Segment Start: Text section

Omnibus:                     3966.388   Durbin-Watson:                   2.001
Prob(Omnibus):                  0.000   Jarque-Bera (JB):             5729.860
Skew:                           0.703   Prob(JB):                         0.00
Kurtosis:                       4.033   Cond. No.                     2.26e+07
==============================================================================

Notes:
[1] Standard Errors assume that the covariance matrix of the errors is correctly specified.
[2] The condition number is large, 2.26e+07. This might indicate that there are
strong multicollinearity or other numerical problems.

The full model has an adjusted R-squared value of 0.405, which means that only 40% of the variance is explained by the model. By looking at the p-values, we observe that the majority of them are highly significant, though there are a few insignificant variables at a 5% level.

Let’s define a new data frame for actual age vs. predicted age and the residuals for the full model. We will use this data frame when plotting predicted values and the regression residuals.

residuals_full = pd.DataFrame({'actual': data_encoded['age'], 
                               'predicted': model_full_fitted.fittedvalues, 
                               'residual': model_full_fitted.resid})
residuals_full.head(10)

	actual	predicted	residual
0	39	32.570133	6.429867
1	50	49.455511	0.544489
2	38	41.508711	-3.508711
3	53	37.683573	15.316427
4	28	36.097893	-8.097893
5	37	40.570690	-3.570690
6	49	44.495664	4.504336
7	52	49.611524	2.388476
8	31	35.683539	-4.683539
9	42	44.318118	-2.318118

Let’s plot actual age values vs. predicted values.

def plot_line(axis, slope, intercept, **kargs):
    xmin, xmax = axis.get_xlim()
    plt.plot([xmin, xmax], [xmin*slope+intercept, xmax*slope+intercept], **kargs)

# Creating scatter plot
plt.scatter(residuals_full['actual'], residuals_full['predicted'], alpha=0.3);
plot_line(axis=plt.gca(), slope=1, intercept=0, c="red");
plt.xlabel('Actual Age');
plt.ylabel('Predicted Age');
plt.title('Figure 9: Scatter plot of actual vs. predicted age for the Full Model', fontsize=15);
plt.show();

../_images/08d6d03854b0a6e53bd1b2bad95f89867fa0fa8fda24edcc12c24a4bdfe92fc7.png

From Figure 9, we observe that the model never produces a prediction above 80 even though the oldest person in the dataset is 90.

We will now check the diagnostics for the full model.

Full Model Diagnostic Checks #

We would like to check whether there are indications of violations of the regression assumptions, which are

linearity of the relationship between target variable and the independent variables
constant variance of the errors
normality of the residual distribution
statistical independence of the residuals

Let’s first get a scatter plot of residuals (as a function of predicted age).

Segment End: Text section

§ Brief:
Continue the age-prediction regression walkthrough from its last sentence.

Segment Start: Data for analysis

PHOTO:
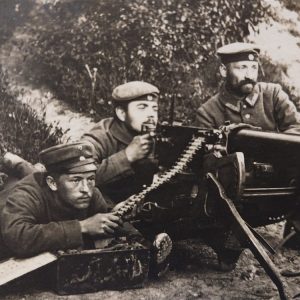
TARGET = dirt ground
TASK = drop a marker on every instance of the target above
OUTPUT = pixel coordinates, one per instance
(194, 275)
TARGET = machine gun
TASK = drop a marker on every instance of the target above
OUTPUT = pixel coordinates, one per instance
(242, 181)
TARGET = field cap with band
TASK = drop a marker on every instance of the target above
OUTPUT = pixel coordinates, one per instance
(238, 52)
(69, 158)
(135, 90)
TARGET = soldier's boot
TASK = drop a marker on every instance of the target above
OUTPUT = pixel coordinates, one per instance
(160, 252)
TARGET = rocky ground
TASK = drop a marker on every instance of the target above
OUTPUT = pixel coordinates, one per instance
(194, 274)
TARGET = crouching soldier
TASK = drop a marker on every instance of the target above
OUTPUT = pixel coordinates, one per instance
(121, 148)
(60, 209)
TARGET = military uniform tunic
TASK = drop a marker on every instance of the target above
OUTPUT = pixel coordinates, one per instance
(34, 220)
(268, 107)
(116, 177)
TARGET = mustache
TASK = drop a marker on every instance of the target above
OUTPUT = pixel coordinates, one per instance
(247, 81)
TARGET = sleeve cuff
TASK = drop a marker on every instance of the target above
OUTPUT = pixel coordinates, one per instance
(73, 235)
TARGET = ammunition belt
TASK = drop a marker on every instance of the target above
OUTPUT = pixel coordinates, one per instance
(135, 200)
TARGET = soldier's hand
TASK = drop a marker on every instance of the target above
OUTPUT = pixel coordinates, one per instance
(128, 208)
(139, 147)
(100, 224)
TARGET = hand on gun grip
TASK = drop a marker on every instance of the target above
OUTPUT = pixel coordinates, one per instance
(139, 148)
(101, 224)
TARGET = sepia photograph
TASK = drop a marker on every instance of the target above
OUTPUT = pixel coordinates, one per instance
(150, 149)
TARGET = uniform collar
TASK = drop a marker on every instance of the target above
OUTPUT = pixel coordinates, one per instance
(119, 131)
(234, 102)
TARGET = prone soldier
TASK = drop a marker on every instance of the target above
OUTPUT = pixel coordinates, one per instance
(62, 209)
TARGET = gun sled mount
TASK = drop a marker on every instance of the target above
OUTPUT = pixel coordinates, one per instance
(226, 182)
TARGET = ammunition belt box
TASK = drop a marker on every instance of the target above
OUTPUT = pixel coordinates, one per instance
(93, 270)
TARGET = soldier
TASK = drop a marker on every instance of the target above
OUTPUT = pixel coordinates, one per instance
(61, 208)
(121, 148)
(241, 99)
(55, 210)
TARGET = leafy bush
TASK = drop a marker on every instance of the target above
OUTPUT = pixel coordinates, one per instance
(83, 49)
(21, 130)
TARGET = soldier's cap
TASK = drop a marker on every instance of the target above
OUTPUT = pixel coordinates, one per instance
(135, 90)
(69, 158)
(238, 52)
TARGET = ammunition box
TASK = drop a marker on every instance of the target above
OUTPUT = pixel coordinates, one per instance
(93, 270)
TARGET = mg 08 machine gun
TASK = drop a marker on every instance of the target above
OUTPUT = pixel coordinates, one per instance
(220, 184)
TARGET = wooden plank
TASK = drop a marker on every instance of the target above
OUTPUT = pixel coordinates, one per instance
(13, 268)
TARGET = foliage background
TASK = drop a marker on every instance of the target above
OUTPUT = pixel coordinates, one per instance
(23, 132)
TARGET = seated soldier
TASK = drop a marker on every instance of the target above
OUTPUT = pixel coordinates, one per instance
(242, 99)
(61, 209)
(121, 148)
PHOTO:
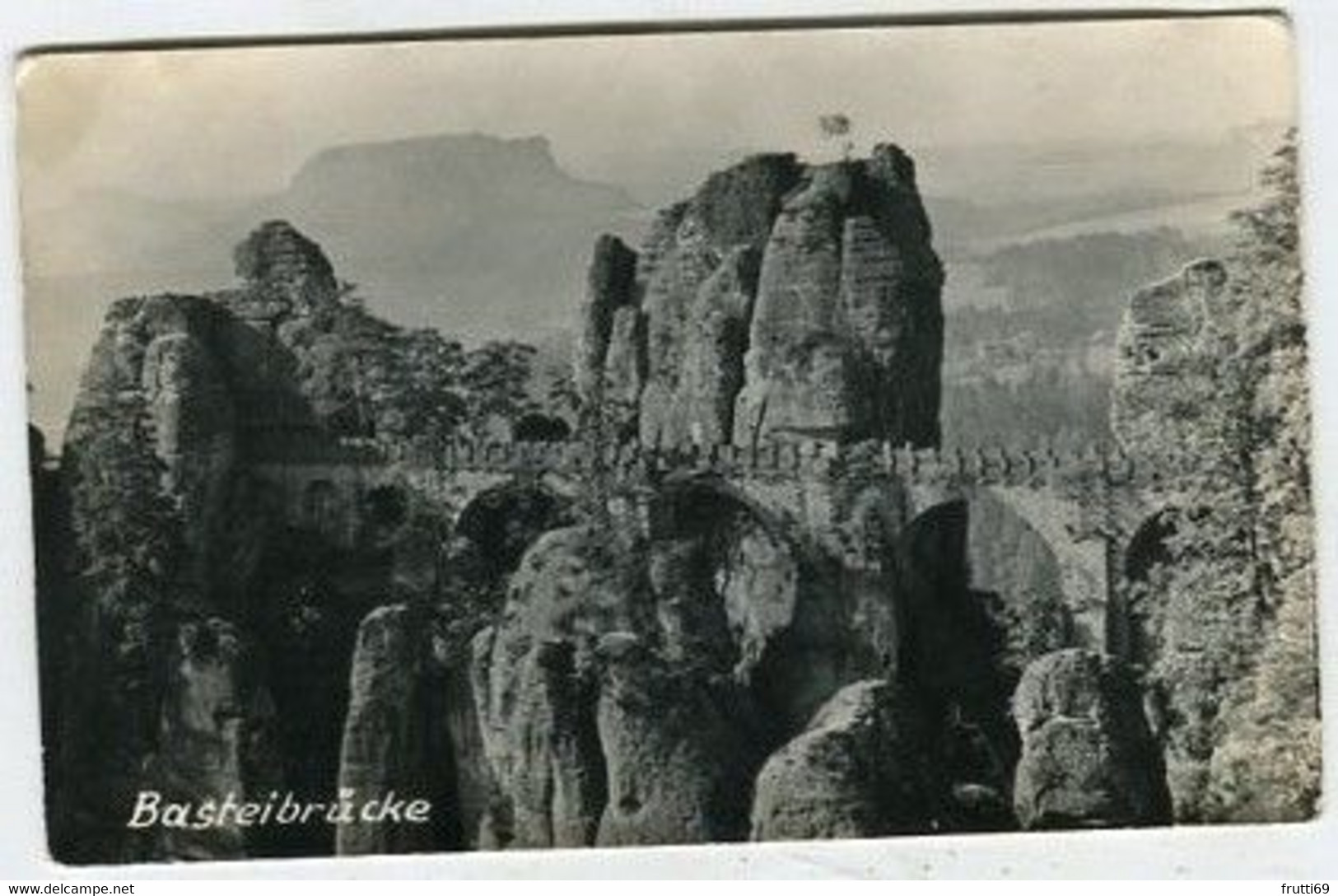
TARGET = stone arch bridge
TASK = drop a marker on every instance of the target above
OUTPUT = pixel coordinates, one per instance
(1085, 508)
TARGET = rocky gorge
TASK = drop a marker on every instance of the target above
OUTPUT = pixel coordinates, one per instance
(263, 590)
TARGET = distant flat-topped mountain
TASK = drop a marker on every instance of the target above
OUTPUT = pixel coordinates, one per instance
(477, 236)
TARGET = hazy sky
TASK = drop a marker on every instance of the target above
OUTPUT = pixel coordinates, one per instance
(229, 122)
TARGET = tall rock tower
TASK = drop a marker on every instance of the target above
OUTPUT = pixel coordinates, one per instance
(779, 301)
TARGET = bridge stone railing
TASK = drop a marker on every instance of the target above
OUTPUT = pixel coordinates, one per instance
(1000, 465)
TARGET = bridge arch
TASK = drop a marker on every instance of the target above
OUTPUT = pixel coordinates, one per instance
(503, 519)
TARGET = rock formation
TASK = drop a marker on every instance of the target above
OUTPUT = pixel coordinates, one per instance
(289, 576)
(781, 300)
(1088, 758)
(860, 769)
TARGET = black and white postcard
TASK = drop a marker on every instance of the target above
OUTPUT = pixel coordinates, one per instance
(566, 441)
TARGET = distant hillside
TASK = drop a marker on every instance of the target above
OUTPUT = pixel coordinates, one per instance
(475, 236)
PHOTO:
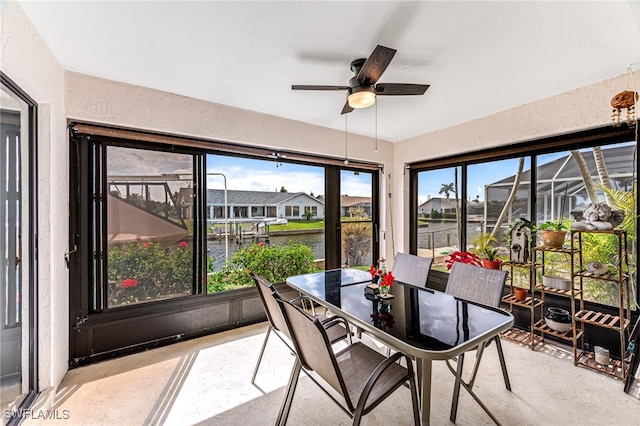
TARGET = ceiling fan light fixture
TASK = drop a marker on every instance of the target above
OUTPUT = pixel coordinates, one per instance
(362, 97)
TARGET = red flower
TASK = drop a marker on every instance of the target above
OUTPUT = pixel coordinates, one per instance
(388, 279)
(129, 282)
(373, 270)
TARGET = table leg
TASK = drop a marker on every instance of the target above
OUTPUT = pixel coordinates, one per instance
(288, 394)
(424, 375)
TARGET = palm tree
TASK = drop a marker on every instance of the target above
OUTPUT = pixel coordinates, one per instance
(447, 189)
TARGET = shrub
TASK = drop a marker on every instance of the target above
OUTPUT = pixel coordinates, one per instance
(146, 271)
(272, 262)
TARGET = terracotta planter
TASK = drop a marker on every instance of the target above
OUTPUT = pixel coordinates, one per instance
(520, 293)
(491, 264)
(553, 238)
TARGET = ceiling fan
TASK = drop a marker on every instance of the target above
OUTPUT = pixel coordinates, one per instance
(362, 89)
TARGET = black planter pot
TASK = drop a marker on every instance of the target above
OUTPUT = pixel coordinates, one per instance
(558, 319)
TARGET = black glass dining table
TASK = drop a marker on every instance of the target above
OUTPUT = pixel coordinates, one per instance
(425, 324)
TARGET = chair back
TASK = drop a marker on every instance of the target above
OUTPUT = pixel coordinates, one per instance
(271, 307)
(412, 269)
(476, 284)
(312, 345)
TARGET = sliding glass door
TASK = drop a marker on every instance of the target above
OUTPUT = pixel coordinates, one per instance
(17, 213)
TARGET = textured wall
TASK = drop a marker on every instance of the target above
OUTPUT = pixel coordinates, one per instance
(28, 62)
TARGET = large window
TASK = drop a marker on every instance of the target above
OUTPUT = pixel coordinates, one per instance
(356, 218)
(18, 177)
(168, 229)
(150, 222)
(438, 231)
(471, 204)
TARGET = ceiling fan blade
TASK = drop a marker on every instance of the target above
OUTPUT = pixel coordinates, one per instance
(400, 89)
(317, 87)
(375, 65)
(346, 109)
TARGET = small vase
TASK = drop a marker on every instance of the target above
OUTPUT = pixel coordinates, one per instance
(558, 319)
(520, 293)
(491, 264)
(553, 239)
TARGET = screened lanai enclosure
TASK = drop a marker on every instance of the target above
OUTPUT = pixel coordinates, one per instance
(539, 187)
(560, 187)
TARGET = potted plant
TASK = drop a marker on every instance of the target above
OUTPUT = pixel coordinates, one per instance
(552, 234)
(463, 257)
(520, 293)
(490, 260)
(483, 248)
(556, 277)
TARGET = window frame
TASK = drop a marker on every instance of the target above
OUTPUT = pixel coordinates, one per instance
(96, 336)
(601, 136)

Segment End: Data for analysis

§ Response to the task:
plt.scatter(residuals_full['predicted'], residuals_full['residual'], alpha=0.3);
plt.xlabel('Predicted Age');
plt.ylabel('Residuals')
plt.title('Figure 10(a): Scatterplot of residuals vs. predicted age for Full Model', fontsize=15)
plt.show();

../_images/e6c7c51af6829cc0dcf23ce4ef902aec94351cdc9deecc4ad6093a010a5154b7.png

From Figure 10(a), we see that, rather than being mostly random and centered around 0, the residuals exhibit a banding pattern, especially when predicted age is below 50. This pattern indicates that the constant variability assumption of linear regression is not quite satisfied in this case.

Let’s now plot actual age vs. residuals.

plt.scatter(residuals_full['actual'], residuals_full['residual'], alpha=0.3);
plt.xlabel('Actual Age');
plt.ylabel('Residuals')
plt.title('Figure 10(b): Scatterplot of residuals vs. actual age for Full Model', fontsize=15)
plt.show();

../_images/edb1a33f3811b29a859d7d200f69dad86a0ef9b41dfac619f51bd1fa91d3a773.png

We notice that the model overestimates younger ages and underestimates older ages. In particular, for those younger than the age of 30, the model predicts much older ages. Also, for those above the age of 80, the model predicts significantly younger ages.

Let’s overlay the histograms of actual vs. predicted age on the same plot.

plt.hist(residuals_full['actual'], label='actual', bins=20, alpha=0.7);
plt.hist(residuals_full['predicted'], label='predicted', bins=20, alpha=0.7);
plt.xlabel('Age');
plt.ylabel('Frequency');
plt.title('Figure 11: Histograms of actual age vs. predicted age for Full Model', fontsize=15);
plt.legend()
plt.show();

../_images/4bb0607af1e9d8d7769e8200890c8e54c39dd2e32ab70b2f4adef271b0753a7b.png

We notice that their distributions are quite different. In particular, the model’s predictions are highly clustered around mid-40’s.

Let’s now have look at the histogram of the residuals.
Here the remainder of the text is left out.